= Work required =
Gather each line in the entries that includes the string "canopy".

====== Listed entries

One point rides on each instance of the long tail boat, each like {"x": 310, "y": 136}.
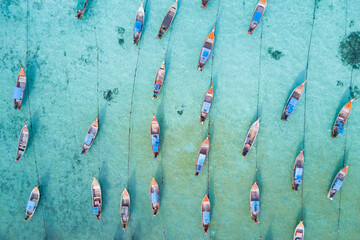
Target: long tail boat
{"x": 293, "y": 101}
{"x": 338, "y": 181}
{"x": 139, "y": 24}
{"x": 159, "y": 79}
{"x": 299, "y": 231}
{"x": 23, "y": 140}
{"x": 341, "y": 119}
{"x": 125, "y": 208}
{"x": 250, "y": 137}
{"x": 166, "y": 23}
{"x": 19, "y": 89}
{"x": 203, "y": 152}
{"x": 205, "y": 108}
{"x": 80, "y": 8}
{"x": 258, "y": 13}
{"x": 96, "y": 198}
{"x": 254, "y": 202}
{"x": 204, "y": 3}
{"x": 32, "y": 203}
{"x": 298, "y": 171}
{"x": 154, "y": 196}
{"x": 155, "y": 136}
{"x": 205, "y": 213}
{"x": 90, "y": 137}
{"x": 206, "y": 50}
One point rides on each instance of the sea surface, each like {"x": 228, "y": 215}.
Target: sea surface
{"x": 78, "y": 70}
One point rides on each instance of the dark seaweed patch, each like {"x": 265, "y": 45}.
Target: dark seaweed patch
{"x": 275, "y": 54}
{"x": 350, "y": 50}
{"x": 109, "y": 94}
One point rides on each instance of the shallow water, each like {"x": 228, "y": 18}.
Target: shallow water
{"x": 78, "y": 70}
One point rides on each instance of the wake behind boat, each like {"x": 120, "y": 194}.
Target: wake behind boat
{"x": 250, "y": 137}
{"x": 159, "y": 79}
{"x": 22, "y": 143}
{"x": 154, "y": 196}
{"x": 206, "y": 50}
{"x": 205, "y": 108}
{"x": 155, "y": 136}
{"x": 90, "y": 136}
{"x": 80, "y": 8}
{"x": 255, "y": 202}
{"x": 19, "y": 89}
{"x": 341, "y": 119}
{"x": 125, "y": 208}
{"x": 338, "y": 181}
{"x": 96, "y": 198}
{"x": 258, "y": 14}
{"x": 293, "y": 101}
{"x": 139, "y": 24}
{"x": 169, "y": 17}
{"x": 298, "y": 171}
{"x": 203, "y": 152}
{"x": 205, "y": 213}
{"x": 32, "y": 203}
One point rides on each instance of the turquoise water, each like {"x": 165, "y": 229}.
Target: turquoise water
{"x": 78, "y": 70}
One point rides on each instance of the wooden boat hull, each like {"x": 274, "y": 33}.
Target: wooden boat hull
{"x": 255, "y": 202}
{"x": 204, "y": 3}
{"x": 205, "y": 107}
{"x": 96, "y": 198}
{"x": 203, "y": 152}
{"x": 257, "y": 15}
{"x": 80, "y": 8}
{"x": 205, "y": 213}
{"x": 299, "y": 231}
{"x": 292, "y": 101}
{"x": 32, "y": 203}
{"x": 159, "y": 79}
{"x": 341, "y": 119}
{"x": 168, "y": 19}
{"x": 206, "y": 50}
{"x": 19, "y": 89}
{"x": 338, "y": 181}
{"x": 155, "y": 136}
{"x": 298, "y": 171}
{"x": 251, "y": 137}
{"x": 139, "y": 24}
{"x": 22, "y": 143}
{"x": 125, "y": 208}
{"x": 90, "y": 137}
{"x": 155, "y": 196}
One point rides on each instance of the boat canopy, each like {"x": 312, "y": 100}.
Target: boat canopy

============
====== Listed entries

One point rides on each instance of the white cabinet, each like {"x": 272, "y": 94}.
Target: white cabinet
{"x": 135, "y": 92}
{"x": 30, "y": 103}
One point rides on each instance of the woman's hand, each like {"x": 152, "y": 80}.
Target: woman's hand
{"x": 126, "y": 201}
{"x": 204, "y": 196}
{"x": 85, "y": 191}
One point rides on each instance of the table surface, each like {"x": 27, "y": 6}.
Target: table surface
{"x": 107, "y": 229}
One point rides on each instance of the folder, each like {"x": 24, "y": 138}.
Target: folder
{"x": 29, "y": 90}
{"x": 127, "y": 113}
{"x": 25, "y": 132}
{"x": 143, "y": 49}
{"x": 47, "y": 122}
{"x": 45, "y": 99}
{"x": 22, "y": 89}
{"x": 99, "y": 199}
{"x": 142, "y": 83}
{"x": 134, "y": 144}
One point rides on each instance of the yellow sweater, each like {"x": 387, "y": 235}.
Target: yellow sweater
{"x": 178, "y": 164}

============
====== Listed entries

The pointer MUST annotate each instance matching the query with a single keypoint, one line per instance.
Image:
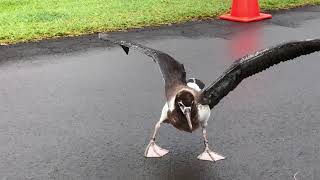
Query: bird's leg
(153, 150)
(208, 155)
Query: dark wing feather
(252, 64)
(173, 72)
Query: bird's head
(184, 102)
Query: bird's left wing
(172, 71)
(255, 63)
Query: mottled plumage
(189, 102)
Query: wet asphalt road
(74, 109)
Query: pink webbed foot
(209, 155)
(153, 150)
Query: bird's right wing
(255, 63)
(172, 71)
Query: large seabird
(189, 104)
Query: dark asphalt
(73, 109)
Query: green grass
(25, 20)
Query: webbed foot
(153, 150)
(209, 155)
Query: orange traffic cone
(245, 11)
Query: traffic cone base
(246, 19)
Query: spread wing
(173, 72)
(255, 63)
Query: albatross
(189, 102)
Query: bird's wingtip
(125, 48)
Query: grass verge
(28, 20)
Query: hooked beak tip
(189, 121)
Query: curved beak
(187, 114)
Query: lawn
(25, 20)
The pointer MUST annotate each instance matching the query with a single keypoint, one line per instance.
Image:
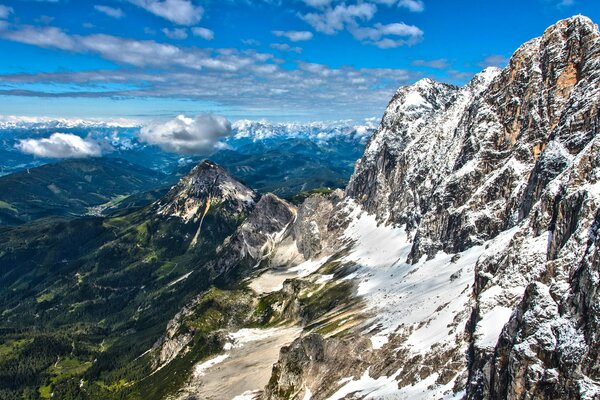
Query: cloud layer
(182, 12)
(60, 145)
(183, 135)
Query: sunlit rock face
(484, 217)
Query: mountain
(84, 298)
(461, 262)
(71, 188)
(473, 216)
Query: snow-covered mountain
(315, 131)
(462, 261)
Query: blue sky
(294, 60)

============

= Your solution =
One point rides on each instance of the boat canopy, each like {"x": 312, "y": 100}.
Target: boat canopy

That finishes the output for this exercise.